YOUR GOAL
Across the data below, state how many lines hold "positive", and reply with nothing but that number.

MATERIAL PROVIDED
*-*-*
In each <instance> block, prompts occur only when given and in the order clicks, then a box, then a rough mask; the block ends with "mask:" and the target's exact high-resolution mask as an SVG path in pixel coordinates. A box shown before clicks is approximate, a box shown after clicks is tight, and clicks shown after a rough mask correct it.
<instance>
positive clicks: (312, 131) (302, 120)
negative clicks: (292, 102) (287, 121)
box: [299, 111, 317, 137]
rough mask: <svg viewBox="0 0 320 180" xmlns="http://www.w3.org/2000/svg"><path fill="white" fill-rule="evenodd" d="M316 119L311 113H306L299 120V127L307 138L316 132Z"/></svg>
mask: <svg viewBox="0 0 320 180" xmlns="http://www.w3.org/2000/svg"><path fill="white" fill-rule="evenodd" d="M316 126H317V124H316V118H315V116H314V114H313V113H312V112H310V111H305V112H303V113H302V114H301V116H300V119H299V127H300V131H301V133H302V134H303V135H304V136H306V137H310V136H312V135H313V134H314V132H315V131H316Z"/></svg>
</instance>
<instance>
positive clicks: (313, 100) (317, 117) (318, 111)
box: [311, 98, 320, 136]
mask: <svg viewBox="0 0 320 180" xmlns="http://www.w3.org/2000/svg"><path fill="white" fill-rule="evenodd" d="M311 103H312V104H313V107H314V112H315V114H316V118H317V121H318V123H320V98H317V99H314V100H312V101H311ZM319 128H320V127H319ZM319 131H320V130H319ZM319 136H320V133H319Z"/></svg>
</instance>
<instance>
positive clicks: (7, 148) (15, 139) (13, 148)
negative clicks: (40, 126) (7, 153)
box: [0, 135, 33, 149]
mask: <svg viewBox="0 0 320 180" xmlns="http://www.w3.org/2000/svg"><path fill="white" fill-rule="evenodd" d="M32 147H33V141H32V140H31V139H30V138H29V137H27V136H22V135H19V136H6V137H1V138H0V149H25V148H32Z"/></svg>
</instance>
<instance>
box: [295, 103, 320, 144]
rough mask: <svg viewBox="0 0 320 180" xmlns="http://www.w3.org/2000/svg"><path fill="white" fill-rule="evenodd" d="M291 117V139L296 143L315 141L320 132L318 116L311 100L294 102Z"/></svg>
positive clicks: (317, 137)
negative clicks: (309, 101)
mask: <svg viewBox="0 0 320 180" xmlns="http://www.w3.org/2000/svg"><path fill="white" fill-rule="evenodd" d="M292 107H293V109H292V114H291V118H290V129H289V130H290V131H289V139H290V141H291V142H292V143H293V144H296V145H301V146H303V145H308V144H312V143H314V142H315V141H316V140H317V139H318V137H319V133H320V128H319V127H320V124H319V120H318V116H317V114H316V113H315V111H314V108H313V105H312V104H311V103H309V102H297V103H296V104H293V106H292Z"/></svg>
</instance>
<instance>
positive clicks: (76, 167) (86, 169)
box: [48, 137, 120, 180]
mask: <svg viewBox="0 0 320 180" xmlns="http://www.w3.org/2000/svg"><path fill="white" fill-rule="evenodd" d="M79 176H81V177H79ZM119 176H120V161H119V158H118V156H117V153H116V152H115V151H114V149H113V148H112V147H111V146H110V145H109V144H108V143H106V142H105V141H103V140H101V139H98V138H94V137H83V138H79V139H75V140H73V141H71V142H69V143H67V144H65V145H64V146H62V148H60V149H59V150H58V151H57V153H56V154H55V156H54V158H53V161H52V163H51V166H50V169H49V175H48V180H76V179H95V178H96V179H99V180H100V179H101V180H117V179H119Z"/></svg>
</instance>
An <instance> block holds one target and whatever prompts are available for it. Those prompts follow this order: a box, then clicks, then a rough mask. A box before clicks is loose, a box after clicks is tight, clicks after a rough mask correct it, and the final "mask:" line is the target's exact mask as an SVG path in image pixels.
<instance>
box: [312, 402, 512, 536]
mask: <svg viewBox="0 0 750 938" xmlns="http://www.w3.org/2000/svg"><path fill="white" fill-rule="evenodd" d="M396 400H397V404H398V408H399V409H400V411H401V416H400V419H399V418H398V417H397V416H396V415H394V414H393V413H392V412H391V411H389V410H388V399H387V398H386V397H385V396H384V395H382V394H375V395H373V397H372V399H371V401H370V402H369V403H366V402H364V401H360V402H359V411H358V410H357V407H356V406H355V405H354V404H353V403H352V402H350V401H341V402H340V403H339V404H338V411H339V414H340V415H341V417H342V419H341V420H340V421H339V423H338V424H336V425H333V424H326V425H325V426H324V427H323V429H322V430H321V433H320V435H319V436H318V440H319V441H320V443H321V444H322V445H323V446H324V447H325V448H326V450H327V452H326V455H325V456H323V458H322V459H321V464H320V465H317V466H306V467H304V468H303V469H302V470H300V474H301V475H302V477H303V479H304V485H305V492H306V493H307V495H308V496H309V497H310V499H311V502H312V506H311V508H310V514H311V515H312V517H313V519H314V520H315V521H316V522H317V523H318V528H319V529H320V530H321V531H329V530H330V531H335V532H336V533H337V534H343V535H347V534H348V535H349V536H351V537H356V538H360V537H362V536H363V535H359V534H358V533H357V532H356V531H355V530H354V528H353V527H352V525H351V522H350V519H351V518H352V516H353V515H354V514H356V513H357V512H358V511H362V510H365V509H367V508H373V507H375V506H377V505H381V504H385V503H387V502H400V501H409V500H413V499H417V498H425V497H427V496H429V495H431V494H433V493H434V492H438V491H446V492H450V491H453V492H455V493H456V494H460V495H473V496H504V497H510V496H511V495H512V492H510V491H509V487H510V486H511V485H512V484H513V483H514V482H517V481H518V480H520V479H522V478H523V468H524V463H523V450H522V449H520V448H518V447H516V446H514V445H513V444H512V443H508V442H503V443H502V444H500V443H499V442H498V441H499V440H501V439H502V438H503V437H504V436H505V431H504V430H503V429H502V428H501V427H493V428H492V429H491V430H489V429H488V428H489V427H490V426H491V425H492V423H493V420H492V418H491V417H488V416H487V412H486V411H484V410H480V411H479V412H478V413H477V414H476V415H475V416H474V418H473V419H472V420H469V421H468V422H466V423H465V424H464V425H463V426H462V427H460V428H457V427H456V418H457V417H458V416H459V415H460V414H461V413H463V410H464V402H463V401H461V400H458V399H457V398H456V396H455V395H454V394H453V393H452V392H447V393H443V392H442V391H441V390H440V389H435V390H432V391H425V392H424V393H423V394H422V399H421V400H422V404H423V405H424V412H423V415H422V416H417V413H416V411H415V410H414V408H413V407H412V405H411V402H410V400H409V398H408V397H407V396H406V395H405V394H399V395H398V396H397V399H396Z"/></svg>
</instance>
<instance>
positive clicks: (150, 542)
*-*-*
ANSWER BOX
6